Isn’t the entire point of a t-string that renderers get to define their own custom conversion? If you’re just having a normal __format__() conversion, then use an f-string?

I think it’d be a shame if the supported syntax of f-strings and t-strings diverged, even though the interpretation/behaviour should. (IOW, I think we should be adding !() to f-strings as well.)

ncoghlan · September 6, 2024, 7:53pm

It depends on how you teach it. PEP 501 explicitly builds up from the notion that format(t"some format string") means the same thing as f"some format string" (just with “interpolate values” and “render to a formatted string” as separate steps), so any template can be converted to a text string that way (it’s also what TemplateLiteral.__str__ would do internally, whereas TemplateLiteral.__repr__ would print the equivalent TemplateLiteral constructor call).

You’re right that if that’s all you want, an f-string will be faster and clearer (and I’d expect linters to warn about a redundant template literal if they encounter format(t"some format string") in linted code).

As far as !!custom conversion specifiers go, I expect to see custom template renderers fall into three distinct categories:

invidual field formatting is the same as f-strings, the custom renderer behaviour lies elsewhere (e.g. shlex.sh wrapping the post-conversion-and-formatting field values in shlex.quote)
individual field formatting is mostly the same as f-strings, but there are some additional renderer-specific directives (this is where !!custom is intended to be useful: allowing that level of customisation, while still keeping the default __str__, __format__, and render methods on the literal instance working)
individual field formatting is nothing like f-strings. The conversion specifier and field specifier are both processed by the renderer without reference to their conventional meanings (so the default __str__, __format__, and render methods on the literal instance won’t be useful). Such templates would be passed directly to an object that actually understands them rather than being kept around as raw template literals (this is the level where PEP 750’s original tagged strings proposal seemed to expect all custom renderers to operate)

Yeah, I just convinced myself of that too. The extra conversion specifier syntax isn’t useful in f-strings, but it means the equivalence between f-strings and formatted t-strings is complete in both directions (the current unpublished draft of PEP 501 has t-strings supporting some conversion specifiers that f-strings don’t, which means there would be some cases where changing format(t"some format string") to f"some format string" would fail to compile instead of producing the same result).

jimbaker · September 9, 2024, 12:42am

First, let’s look at what PEP 750 supports, as revised to use a template string approach (or t-strings). Template functions take a template defined by a t-string, and return some object relevant to the domain specific language (DSL). Our goals remain the same:

Support using DSLs within Python, with a Pythonic syntax. Such DSLs include HTML and SQL.
Developer experience is considered for both template function writers as well as users of template functions.
Minimize opportunities for security holes, specifically injection attacks. In particular, t-strings are source code for the DSL.

As seen in this discussion, we believe we addressed these goals, including by refining our approach (t-strings instead of tag strings, removal of deferred evaluation of interpolation values, typing considerations, etc). Most DSLs - certainly HTML and SQL - require context sensitivity to appropriately fill (or render) interpolations, especially when considering the nesting enabled by PEP 701. This can be accomplished by the following:

Parse the provided template, including a mapping of interpolations to placeholders, to an AST.
Walk the AST, fill with respect to this context any interpolations; or alternatively compile/transpile code to do the same for potential greater efficiency.

TASK DESCRIPTION:
Check each statement against the thread on t-strings and answer yes or no, quoting the words that decide it. 1. One poster expects linters to flag a redundant template literal. 2. HTML and SQL are named as DSLs that PEP 750 aims to support. 3. The revised PEP 750 keeps deferred evaluation of interpolation values.

Stored entries:
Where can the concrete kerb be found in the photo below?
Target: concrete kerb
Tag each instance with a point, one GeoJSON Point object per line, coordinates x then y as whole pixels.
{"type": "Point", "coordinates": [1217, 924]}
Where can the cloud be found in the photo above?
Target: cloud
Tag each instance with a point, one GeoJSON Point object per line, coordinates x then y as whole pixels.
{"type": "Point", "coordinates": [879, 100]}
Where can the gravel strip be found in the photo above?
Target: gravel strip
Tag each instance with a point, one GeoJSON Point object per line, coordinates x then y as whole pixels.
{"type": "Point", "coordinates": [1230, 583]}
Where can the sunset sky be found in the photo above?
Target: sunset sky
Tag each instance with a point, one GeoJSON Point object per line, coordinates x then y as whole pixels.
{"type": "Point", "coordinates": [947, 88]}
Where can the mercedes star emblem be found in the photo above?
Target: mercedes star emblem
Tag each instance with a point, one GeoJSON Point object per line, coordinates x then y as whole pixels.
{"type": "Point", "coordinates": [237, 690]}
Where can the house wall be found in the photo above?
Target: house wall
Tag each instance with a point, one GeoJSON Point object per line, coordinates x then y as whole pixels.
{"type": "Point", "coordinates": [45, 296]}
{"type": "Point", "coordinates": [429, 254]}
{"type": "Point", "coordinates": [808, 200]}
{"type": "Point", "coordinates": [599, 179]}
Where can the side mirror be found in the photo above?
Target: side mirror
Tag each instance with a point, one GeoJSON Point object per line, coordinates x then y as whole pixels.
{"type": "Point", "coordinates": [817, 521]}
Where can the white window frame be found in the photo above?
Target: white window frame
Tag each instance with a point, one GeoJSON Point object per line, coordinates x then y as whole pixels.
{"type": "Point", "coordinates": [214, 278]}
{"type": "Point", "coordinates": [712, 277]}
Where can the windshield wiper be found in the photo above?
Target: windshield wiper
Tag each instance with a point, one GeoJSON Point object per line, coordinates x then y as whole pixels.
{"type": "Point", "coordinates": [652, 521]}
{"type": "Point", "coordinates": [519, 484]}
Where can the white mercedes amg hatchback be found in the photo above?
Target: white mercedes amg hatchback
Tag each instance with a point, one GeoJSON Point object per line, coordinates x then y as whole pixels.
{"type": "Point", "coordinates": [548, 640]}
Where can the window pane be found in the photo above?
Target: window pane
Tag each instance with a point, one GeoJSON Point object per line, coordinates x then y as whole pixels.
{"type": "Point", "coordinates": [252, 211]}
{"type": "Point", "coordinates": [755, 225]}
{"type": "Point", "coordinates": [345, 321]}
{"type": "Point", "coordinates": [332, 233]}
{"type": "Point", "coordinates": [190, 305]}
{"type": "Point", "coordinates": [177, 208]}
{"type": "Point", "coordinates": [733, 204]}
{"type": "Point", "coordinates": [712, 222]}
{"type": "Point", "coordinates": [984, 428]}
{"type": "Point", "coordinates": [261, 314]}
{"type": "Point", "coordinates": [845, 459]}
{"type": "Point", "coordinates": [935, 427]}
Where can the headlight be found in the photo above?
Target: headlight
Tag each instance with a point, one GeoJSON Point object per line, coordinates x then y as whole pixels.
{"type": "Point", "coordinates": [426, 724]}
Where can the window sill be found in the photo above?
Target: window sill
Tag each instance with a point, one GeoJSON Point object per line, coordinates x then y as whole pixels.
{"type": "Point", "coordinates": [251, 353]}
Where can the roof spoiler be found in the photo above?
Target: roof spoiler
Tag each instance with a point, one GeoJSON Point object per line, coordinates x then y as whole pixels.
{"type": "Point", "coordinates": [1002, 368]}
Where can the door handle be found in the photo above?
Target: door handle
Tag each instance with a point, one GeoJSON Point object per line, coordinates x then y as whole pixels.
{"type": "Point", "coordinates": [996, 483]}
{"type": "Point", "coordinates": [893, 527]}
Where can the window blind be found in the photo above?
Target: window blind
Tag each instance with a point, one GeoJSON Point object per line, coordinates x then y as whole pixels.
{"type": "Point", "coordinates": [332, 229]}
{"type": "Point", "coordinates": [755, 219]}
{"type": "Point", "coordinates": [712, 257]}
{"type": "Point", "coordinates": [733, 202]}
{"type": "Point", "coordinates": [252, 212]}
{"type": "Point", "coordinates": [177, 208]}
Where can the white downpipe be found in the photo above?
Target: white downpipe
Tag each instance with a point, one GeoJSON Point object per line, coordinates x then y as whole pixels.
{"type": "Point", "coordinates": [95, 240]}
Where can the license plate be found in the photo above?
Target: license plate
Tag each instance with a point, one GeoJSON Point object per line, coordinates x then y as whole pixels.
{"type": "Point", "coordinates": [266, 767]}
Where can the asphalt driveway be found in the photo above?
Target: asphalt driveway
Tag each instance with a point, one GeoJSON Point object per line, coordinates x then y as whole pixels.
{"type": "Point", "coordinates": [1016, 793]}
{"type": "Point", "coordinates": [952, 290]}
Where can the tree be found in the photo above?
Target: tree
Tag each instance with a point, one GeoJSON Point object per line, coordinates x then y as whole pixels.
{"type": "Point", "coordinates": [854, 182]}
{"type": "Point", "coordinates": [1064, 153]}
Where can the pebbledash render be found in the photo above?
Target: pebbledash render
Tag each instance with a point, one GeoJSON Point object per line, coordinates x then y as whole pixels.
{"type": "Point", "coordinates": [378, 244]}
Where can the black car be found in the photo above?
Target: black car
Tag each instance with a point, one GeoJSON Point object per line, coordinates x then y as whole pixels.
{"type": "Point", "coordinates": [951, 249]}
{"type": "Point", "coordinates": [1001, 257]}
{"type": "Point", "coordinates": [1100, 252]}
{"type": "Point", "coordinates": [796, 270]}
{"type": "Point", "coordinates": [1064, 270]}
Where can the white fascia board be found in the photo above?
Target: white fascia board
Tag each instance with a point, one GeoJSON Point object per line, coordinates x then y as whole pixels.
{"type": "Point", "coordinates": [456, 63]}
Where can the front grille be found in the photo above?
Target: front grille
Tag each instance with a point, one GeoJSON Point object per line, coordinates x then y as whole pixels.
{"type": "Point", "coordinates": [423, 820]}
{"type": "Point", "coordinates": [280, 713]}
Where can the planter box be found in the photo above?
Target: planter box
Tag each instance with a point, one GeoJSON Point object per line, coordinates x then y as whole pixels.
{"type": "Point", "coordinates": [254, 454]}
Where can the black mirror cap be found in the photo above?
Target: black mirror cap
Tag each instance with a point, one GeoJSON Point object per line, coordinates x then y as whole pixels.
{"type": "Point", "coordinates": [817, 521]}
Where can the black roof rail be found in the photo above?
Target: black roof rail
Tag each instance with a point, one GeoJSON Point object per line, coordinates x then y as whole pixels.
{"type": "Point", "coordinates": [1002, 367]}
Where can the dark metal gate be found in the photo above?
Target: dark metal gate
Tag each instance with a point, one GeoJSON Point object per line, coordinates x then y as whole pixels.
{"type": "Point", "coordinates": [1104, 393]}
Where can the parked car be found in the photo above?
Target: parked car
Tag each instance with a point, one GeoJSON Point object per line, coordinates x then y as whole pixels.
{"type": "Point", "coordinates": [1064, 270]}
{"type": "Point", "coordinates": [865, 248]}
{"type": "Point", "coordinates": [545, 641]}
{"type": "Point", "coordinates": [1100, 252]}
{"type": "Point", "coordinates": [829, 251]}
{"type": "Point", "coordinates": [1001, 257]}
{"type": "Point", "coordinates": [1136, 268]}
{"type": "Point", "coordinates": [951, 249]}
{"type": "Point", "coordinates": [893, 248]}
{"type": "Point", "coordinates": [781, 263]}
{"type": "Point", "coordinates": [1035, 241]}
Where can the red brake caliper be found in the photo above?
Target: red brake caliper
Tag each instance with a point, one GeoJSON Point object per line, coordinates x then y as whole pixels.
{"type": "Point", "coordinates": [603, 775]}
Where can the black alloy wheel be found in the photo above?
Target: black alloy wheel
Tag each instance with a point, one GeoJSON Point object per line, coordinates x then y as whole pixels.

SOLUTION TO THE EXERCISE:
1. Yes: "I’d expect linters to warn about a redundant template literal"
2. Yes: "Such DSLs include HTML and SQL."
3. No: "removal of deferred evaluation of interpolation values"